- [Excerpt]:
********

The writer of the Wired piece, Clive Thompson, pinpoints the solution to the most aggravating obstacle to launching a platform cooperative — which is, getting it organised and ready-to-roll and, in that helpful cliché from physics, achieving critical mass. This did not present a problem for Up & Go, the successful platform cooperative for housecleaners that he singles out for special mention, because ‘the workers were already organised.’

For precisely that reason, post-Gutenberg’s original proposal of a keirestu-cooperative — a collaborative internet platform for newspapers and other media — did away with the idea of starting from scratch. It recommended beginning with an existing newspaper, with its established core of readers and commenters. As a post revisiting this subject last year explained:

These are the principal components of a ‘keiretsu-cooperative,’ or economic structure for the future — a keiretsu being a sort of Japanese industrial club made up of companies pursuing similar or complementary aims:

• A newspaper publisher might create a meta-site with one or more book publishers with which its audience overlaps — and these partners could share this site’s capital improvement and running costs.

• Reader-commenters visiting the site would not be paid for individual comments. Instead, they would buy subscriptions that would also be small financial stakes in the keiretsu publishers’ meta-site.

Here — except for its old introduction — is the original text of the first entry on post-Gutenberg that, at present, cannot easily be found through an internet search:

Newspaper and other print media sites to which I have returned several times a day – or week, depending on what has been happening in my life – have had two things in common:

  • Unusually sharp and entertaining comments sections in site segments dedicated to topics that interest me.
  • A group of stimulating, well-informed debaters among the regular commenters, who often enter into extended wrangles – sometimes, not just with each other, but with the writer of an article.

Unfortunately, commenters tend to come and go unpredictably, then vanish altogether. And I have to start looking for a new equivalent of an online coffee shop.

********

- [Exercise directions]:
Translate this sentence from the excerpt on platform cooperatives into Spanish: "It recommended beginning with an existing newspaper, with its established core of readers and commenters."

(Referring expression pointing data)
********

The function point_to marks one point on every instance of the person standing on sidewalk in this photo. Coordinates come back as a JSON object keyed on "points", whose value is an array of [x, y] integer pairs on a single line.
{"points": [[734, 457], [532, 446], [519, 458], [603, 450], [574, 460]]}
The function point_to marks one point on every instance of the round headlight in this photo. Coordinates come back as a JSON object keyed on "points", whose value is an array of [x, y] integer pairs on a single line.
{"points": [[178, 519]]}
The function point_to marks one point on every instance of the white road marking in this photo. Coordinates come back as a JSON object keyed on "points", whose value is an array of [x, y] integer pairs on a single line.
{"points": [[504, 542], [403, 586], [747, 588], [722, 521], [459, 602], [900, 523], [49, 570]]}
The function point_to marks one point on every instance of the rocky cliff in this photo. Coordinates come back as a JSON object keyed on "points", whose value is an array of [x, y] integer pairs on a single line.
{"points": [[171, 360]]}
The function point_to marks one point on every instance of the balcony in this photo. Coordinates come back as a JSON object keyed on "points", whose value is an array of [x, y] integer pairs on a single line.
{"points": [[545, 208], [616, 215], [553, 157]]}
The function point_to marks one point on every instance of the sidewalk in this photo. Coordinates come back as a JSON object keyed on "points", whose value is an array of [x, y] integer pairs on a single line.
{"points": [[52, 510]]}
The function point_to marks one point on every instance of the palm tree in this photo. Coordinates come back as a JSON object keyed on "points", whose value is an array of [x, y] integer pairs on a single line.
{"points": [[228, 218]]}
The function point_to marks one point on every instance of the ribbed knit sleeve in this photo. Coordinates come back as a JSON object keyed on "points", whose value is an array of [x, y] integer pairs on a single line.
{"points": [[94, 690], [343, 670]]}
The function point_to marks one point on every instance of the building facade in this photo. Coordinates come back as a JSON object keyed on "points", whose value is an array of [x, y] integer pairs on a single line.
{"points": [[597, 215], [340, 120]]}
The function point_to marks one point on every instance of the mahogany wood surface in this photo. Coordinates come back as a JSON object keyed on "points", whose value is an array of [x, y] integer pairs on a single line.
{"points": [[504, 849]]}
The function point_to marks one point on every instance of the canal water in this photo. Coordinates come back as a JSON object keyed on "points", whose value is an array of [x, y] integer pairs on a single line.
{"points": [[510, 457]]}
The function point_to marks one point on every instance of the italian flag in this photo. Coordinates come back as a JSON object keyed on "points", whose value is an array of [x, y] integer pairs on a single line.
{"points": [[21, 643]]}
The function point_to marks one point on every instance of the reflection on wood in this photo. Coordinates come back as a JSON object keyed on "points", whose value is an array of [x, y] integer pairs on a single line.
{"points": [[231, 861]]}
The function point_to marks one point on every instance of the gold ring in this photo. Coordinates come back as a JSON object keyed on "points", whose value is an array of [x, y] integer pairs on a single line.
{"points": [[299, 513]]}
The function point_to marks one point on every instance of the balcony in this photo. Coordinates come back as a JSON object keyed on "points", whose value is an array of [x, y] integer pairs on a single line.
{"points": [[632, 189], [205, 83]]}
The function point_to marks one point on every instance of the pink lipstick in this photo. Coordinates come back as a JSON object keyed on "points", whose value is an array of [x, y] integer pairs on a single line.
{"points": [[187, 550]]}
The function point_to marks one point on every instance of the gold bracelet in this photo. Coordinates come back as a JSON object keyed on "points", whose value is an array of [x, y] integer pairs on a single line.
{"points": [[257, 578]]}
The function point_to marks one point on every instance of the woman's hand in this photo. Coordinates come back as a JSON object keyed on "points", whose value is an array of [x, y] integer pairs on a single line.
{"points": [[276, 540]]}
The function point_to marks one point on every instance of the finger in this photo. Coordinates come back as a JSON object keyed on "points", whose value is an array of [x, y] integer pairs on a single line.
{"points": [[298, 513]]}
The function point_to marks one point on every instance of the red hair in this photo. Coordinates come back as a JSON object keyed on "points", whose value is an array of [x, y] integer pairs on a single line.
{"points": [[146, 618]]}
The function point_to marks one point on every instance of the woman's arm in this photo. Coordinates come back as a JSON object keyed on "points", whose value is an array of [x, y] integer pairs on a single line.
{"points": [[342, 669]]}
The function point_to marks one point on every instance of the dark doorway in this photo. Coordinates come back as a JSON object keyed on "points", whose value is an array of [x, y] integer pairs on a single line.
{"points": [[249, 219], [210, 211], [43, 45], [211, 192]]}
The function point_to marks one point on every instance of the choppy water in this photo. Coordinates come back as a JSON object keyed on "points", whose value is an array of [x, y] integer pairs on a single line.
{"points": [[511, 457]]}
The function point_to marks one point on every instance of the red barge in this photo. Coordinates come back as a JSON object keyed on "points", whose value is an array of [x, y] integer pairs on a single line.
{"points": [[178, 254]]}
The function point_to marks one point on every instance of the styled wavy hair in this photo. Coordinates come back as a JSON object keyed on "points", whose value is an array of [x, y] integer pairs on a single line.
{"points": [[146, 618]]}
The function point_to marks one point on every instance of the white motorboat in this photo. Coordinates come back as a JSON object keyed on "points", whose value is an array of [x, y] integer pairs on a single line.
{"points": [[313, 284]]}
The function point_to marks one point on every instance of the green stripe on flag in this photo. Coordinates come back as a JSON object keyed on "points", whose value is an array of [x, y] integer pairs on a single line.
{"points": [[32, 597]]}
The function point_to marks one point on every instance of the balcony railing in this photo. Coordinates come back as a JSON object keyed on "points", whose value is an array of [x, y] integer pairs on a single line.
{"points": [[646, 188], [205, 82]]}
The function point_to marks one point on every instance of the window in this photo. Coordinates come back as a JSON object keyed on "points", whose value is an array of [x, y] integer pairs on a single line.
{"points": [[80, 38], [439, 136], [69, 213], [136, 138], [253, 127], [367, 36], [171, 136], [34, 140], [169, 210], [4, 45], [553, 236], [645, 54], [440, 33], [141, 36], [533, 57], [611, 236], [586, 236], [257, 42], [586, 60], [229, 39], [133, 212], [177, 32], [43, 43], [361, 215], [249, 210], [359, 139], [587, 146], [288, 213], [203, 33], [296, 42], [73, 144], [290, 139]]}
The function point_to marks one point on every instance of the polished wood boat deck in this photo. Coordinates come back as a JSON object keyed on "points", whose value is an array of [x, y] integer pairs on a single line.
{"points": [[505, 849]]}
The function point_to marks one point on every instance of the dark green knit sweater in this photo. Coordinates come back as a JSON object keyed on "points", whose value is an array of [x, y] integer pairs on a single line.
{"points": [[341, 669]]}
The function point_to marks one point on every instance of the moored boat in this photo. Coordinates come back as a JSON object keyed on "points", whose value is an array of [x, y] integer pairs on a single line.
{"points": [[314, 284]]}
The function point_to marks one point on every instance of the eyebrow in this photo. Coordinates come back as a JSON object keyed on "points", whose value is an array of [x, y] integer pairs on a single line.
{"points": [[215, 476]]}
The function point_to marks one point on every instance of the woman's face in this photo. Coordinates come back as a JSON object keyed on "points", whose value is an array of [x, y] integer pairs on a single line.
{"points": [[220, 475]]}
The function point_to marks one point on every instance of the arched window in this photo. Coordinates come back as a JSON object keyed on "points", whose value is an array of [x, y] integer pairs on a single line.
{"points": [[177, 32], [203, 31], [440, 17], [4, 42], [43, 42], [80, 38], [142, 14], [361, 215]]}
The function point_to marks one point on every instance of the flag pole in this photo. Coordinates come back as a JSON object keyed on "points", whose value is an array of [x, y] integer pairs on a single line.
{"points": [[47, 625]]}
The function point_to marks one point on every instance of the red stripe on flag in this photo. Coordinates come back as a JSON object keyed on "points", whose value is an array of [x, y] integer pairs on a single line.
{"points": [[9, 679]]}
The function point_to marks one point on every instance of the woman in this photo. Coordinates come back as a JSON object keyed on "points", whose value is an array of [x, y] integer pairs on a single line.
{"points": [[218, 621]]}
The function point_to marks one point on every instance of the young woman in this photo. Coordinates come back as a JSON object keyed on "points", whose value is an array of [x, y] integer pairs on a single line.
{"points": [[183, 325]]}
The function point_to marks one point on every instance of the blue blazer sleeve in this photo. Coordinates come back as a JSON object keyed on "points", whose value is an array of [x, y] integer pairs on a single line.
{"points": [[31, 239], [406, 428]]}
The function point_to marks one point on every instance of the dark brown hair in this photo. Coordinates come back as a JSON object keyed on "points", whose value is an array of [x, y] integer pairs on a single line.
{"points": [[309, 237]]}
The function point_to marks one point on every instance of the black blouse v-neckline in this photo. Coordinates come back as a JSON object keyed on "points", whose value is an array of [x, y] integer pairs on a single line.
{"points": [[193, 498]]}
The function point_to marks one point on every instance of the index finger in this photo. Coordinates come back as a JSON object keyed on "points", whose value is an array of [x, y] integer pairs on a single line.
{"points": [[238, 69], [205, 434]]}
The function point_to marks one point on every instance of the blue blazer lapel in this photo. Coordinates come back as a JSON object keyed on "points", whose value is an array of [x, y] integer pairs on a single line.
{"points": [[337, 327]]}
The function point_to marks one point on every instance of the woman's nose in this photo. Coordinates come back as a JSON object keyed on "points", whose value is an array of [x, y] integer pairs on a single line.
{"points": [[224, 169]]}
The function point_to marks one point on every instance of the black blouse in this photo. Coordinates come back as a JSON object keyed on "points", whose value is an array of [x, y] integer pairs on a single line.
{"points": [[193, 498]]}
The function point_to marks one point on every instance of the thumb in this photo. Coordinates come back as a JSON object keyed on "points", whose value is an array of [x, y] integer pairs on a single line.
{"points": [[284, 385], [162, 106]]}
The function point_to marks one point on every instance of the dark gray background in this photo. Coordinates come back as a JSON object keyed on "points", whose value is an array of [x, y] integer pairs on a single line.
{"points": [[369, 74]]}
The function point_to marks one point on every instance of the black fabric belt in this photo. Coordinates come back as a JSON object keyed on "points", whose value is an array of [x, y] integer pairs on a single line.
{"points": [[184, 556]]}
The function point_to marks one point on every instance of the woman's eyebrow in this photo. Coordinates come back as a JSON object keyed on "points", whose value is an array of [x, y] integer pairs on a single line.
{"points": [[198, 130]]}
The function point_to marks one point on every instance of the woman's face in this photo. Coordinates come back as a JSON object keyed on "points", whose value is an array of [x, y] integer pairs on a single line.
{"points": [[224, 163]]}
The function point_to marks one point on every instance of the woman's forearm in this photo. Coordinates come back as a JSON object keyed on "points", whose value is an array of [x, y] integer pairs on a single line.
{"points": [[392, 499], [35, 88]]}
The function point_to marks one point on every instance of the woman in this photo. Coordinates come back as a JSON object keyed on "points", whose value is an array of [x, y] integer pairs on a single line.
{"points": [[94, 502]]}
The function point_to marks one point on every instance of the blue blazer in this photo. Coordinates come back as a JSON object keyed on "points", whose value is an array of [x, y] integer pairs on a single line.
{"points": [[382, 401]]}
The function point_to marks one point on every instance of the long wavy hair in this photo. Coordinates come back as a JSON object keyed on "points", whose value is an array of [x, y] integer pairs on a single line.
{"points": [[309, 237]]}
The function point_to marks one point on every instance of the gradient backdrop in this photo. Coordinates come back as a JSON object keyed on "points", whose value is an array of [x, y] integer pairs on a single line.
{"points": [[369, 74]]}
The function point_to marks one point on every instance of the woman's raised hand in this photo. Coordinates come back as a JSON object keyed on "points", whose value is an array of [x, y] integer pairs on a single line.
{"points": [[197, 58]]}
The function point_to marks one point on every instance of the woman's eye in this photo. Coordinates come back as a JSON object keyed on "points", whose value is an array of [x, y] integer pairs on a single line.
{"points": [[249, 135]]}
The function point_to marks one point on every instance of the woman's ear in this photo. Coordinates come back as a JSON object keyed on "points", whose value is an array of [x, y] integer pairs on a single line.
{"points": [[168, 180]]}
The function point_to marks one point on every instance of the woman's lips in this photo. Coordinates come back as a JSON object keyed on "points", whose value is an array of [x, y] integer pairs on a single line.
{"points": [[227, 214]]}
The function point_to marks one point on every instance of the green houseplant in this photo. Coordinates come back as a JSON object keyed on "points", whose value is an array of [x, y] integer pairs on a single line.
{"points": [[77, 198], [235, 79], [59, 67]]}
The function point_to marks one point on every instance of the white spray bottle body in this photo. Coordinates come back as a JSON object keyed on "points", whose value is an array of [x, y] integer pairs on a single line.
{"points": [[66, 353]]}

********

- [Response to this task]:
Recomendaba empezar con un periódico ya existente, con su núcleo consolidado de lectores y comentaristas.